* Excerpted passage *
(begin)

# 137.285540



## lumberjoe

I have an older craftsman miter saw (non-sliding). The only thing I use it for is rough cutting boards to size that fit on it. It is inaccurate in every way a saw could be. The middle of the table (where it rotates - and where you had shouldn't be to hold the piece down) is about 1/16" of an inch higher than the rest of the saw where the fence is attached (and where you hand SHOULD be, thus pushing the piece off the table). this makes for some nice bevels where you don't want them.

I keep meaning to upgrade, but I also keep using my table saw for everything. If I had a need for compound miters a lot, I would upgrade.

Rasp, I am also a lefty and this saw cannot be used left handed. Very annoying but I find that is common in a lot of tools. I don't think there is a chainsaw made that can be safely operated left-handed.


----------



## Tennessee

Boy, beating my dead horse…bought a Craftsman top of the line tractor, engine blew one month out of warranty, Briggs and Stratton INDUSTRIAL, only to find out B&S would not support the model since it was for Sears. Took three variable speed drills before I got one that had a switch that worked. Bought a Sears chain saw, found out it had aluminum main plate where the saw bar clamps on, screws starting walking out, would only cut in a circle. Bought a Sears belt sander only to have the non-keyed, hot glued on front roller melt off in the first fifteen minutes of sanding. Found out the hard way that the Sears "lifetime" warranty on tools does not cover sharpened edges, so the trimmers I bought that failed on small branches? Nada… This unit is no different, cheapened up just to make it look great and stay competitive.

(end)

* Provided data *
(begin)

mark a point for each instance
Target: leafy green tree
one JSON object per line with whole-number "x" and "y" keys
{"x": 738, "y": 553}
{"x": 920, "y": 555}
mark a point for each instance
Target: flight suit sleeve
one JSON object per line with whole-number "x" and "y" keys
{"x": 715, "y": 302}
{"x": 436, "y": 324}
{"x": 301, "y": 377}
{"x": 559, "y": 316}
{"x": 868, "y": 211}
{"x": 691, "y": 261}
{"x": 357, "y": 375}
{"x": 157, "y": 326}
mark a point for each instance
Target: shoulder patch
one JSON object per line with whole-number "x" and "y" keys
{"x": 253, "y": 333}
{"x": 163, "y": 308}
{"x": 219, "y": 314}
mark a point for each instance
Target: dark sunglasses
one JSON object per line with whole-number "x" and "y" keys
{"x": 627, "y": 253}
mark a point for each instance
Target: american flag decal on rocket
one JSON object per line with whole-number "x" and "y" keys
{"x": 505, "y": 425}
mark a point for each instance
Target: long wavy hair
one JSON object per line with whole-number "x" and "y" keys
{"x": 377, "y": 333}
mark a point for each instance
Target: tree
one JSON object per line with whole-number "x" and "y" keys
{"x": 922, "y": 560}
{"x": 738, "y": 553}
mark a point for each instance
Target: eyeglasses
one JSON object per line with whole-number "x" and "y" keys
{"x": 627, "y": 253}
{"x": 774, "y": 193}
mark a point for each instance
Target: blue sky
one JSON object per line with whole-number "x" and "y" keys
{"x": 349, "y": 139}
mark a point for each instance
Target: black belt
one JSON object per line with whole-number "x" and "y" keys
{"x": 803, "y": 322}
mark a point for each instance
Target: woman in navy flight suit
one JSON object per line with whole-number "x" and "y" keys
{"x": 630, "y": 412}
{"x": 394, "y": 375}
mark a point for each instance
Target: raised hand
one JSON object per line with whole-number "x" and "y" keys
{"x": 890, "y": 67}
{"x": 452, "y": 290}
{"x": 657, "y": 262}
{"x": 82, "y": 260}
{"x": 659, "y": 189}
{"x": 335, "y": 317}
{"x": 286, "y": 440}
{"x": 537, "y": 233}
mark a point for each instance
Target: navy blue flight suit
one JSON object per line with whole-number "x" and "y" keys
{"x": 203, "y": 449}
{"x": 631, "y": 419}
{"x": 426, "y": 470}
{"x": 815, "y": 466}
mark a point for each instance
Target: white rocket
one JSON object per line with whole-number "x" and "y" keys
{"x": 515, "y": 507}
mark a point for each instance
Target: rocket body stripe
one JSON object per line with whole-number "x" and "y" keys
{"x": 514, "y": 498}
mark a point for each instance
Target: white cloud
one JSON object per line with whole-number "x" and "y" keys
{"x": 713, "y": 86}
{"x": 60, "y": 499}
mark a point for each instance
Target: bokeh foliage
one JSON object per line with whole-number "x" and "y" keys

(end)

* What needs to be done *
Can you duplicate the stretch of the Craftsman tools thread from "I have an older" through "safely operated left-handed."? The rows are a separate set of material, apart from the Craftsman tools thread.

* Answer to this task *
I have an older craftsman miter saw (non-sliding). The only thing I use it for is rough cutting boards to size that fit on it. It is inaccurate in every way a saw could be. The middle of the table (where it rotates - and where you had shouldn't be to hold the piece down) is about 1/16" of an inch higher than the rest of the saw where the fence is attached (and where you hand SHOULD be, thus pushing the piece off the table). this makes for some nice bevels where you don't want them.

I keep meaning to upgrade, but I also keep using my table saw for everything. If I had a need for compound miters a lot, I would upgrade.

Rasp, I am also a lefty and this saw cannot be used left handed. Very annoying but I find that is common in a lot of tools. I don't think there is a chainsaw made that can be safely operated left-handed.